## Task A
Name every light rail station mentioned in the light rail bar crawl account below.

## Source extract
* * *
Naturally we ended up ordering a second one, because the first was gone and it was so enjoyable, what with the fire and the fruit juice and the liquor(s). Even though the Pu-Pu Platter is generally the worst deal in any Chinese restaurant, by the end of that second Volcano each spring roll and won ton was my dearest ally. Fortified by Chinese ribs and rum that could strip the paint from an old desk, we sallied west through the parking lot and out to Alameda Station.
* Stop here if: You normally take rum intravenously.
* Another alternative: Tex-Mex and Coronas next door at the Blue Bonnet.
Osage Station
Around 10 p.m.: I grew up in this state and have spent most of my life here, which makes the fact that I'd never been to the Buckhorn Exchange all the more ridiculous. It holds Colorado's oldest liquor license, it's covered in ancient dead animals both real (moose, mountain goat) and imaginary (jackalope) and it's by far the easiest establishment I know of to reach via light rail, located as it is directly outside the Osage station. I went to college down the street. How was this visit my first?
We climbed the stairs to the bar, which is even older than the restaurant, having been built in 1857 in Germany, and looks like a piece from a Western film. Frankly, so did some of the customers.
Dudes with real-life handlebar mustaches and white cowboy suits were listening to Roz Brown and Bill Barwick sing Cool Water. All that was missing was a game of faro. If I'd called someone an owlhoot, I'd have been shot.
By then, things were starting to get a little rough around the edges for me. I do know the following is true: I drank whiskey and sang along with the gentlemen onstage, I struck up a conversation with a bartender from back East and by the time we left, he and his barback were doing shots with us. Shots of what, I've no clue. In handwriting that would baffle the CIA's doctor, I noted that we left at 10:45. That was the last note I'd take all evening.
* Stop here if: You'd like a steak the size of your Stetson and a straight shot of Colorado drinking history.
* Another alternative: This is it. The Exchange is the lone establishment for blocks.
Union Station
Midnight?: The train ride here was shameful. Simply shameful. We managed, in the span of maybe 10 minutes, to drunk-dial at least three people on our cell phones. All we needed were four lampshades.
Even though McLoughlin's is just over the Millennium Bridge from Union Station and a very doable walk in most circumstances, given our group's condition it felt like hiking to Siberia. Still, we four were committed to our journey - this wasn't some typical night on the town, by God, this was the Light Rail Bar Crawl! Our experience would become an iconic example of responsible partying, serve as a boost to Denver's tourism economy and win us a gigantic silver trophy stuffed with $5 bills and free passes to Water World!
The problem with that fantasy, aside from the complete unreality, was that we had no idea how we were going to "succeed." Did success mean making it home safely? Or simply collapsing in our steps?
* * *
## Task B
Return each line of the rows that contains the string "handle".

Data entries
* * *
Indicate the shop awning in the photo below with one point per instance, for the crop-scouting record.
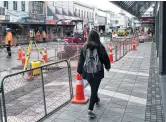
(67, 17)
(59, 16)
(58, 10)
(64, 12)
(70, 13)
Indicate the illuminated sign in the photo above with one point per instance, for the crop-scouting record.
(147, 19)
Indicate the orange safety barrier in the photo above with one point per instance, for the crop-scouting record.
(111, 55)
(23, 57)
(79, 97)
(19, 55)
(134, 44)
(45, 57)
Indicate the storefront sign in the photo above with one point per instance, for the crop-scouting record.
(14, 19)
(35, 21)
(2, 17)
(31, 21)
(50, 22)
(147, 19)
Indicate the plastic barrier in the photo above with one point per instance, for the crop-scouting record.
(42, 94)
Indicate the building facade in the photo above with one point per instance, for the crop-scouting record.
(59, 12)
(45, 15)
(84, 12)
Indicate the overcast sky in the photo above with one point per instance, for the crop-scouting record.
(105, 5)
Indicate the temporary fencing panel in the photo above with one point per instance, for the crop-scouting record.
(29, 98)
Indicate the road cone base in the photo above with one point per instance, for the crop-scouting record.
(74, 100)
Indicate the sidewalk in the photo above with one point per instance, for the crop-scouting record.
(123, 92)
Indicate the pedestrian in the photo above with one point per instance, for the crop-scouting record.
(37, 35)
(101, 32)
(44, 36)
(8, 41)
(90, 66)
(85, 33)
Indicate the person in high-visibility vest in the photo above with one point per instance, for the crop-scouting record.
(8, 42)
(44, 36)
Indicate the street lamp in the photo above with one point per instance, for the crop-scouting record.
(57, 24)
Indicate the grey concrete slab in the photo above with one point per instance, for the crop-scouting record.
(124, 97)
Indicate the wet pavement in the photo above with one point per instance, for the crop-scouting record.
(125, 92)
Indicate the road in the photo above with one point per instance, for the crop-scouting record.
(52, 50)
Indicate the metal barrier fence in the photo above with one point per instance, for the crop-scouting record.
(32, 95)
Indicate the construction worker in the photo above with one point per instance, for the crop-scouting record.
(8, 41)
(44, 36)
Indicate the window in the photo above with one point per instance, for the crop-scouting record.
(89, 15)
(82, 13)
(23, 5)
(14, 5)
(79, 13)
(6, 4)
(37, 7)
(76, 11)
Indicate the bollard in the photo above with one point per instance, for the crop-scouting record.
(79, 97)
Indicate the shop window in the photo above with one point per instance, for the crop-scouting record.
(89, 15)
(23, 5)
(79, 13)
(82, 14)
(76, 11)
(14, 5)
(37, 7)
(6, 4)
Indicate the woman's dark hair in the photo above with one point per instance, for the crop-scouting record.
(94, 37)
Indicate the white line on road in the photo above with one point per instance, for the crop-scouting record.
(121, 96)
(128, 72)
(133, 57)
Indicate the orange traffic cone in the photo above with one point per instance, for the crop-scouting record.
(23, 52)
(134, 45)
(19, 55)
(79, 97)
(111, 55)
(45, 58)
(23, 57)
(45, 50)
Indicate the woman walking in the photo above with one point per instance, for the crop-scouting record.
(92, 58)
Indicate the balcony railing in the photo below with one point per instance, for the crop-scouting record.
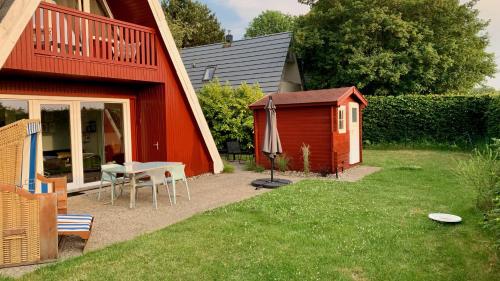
* * *
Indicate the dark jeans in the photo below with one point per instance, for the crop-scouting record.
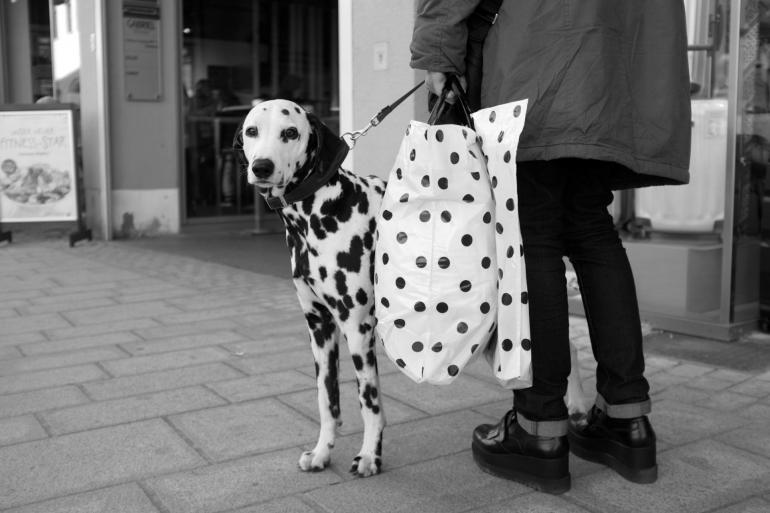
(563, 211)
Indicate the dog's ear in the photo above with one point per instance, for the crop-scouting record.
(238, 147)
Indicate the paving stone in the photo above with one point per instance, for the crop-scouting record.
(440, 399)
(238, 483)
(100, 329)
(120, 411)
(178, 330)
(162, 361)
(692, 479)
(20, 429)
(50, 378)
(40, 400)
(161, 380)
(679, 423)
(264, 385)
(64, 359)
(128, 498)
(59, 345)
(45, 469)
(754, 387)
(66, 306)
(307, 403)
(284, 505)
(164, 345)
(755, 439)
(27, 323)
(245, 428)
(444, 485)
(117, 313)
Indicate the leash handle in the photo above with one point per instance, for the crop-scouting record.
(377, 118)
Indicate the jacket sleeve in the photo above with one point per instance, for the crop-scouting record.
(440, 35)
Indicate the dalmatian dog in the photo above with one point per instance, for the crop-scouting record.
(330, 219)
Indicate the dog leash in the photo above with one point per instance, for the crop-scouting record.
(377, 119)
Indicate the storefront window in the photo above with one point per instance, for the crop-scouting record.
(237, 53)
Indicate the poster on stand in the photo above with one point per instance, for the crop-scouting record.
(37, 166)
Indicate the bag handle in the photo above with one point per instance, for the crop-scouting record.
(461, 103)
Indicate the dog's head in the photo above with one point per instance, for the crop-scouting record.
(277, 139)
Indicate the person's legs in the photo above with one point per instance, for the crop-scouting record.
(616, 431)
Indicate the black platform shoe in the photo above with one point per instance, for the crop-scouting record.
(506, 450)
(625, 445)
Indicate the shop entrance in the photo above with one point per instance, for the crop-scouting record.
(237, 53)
* * *
## Written answer A
Alameda Station, Osage Station, Union Station

## Written answer B
Indicate the leash handle in the photo above with one point per instance, for the crop-scouting record.
Indicate the bag handle in the photo above with one point per instance, for the crop-scouting record.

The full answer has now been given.